Job: List every line in the records below that contains the word "collar".

Exercise data:

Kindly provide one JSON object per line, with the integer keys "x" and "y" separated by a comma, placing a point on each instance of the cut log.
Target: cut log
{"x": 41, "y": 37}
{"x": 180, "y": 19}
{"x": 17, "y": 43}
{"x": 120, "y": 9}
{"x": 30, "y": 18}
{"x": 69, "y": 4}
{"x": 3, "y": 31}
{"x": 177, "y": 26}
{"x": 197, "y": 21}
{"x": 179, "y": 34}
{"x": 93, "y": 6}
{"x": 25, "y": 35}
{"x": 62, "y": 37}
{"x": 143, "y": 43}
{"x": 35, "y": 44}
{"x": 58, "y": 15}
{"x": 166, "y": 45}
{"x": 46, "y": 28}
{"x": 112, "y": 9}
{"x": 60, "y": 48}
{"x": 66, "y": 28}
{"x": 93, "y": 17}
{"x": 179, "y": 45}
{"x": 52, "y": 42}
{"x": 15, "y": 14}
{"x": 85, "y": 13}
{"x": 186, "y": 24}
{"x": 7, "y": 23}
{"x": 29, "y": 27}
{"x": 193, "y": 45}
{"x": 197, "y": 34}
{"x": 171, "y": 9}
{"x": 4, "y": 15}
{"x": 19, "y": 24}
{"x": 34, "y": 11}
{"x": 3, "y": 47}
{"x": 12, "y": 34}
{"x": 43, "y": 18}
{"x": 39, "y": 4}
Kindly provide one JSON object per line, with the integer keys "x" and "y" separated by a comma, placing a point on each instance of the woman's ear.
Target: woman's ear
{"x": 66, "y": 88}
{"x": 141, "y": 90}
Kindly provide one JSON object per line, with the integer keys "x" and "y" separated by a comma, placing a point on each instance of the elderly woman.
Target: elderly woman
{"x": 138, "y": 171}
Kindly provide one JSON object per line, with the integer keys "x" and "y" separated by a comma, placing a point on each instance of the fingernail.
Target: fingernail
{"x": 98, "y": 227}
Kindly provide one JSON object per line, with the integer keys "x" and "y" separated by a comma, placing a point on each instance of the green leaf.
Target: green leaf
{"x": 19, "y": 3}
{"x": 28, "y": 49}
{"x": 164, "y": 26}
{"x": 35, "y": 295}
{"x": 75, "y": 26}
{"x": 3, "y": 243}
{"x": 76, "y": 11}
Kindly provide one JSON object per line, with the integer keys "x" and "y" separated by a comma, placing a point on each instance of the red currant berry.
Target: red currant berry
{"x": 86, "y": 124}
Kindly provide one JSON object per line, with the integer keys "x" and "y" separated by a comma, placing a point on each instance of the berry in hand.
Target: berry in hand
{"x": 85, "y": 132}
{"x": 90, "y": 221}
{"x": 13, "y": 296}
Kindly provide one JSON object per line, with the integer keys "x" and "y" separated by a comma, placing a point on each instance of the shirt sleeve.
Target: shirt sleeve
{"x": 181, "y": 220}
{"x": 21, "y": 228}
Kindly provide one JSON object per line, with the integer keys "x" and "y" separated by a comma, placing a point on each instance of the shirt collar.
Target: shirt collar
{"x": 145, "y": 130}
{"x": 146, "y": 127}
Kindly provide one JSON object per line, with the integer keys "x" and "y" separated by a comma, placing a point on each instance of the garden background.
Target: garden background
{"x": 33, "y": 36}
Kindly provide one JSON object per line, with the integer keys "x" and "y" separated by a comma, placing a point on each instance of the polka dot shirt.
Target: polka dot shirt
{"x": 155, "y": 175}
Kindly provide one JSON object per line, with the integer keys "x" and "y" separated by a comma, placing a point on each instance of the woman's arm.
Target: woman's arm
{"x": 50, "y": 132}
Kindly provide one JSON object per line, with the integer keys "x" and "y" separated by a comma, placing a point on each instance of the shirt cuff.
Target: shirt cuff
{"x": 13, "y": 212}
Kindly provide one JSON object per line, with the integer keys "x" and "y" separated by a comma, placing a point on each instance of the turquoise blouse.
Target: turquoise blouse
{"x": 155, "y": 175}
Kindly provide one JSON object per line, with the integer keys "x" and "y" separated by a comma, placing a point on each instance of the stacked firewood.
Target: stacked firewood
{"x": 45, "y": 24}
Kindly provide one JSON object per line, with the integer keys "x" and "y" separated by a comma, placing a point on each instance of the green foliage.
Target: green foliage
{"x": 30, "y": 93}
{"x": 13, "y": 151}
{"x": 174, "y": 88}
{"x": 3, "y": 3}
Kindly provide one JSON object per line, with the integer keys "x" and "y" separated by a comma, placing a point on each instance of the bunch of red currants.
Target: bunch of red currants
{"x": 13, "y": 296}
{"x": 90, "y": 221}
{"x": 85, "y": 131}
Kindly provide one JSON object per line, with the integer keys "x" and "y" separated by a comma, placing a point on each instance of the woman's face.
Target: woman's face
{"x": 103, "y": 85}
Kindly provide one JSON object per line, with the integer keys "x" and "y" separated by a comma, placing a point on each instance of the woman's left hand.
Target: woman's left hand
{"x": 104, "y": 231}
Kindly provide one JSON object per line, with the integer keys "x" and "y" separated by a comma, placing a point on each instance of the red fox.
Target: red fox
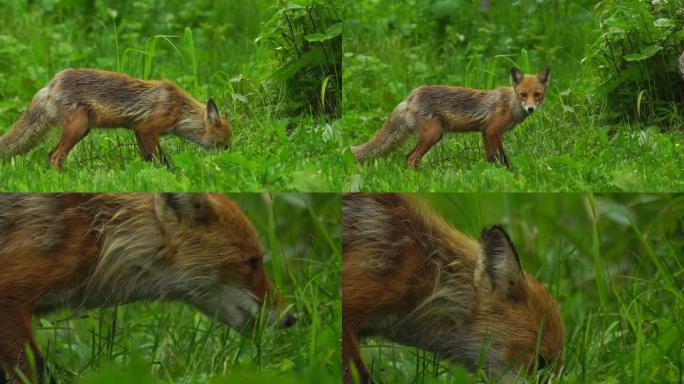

Written solution:
Kindly provide one JSON object per line, with the integer keys "x" and "y" separated by a comma, placing a point on each instance of the shirt collar.
Target: shirt collar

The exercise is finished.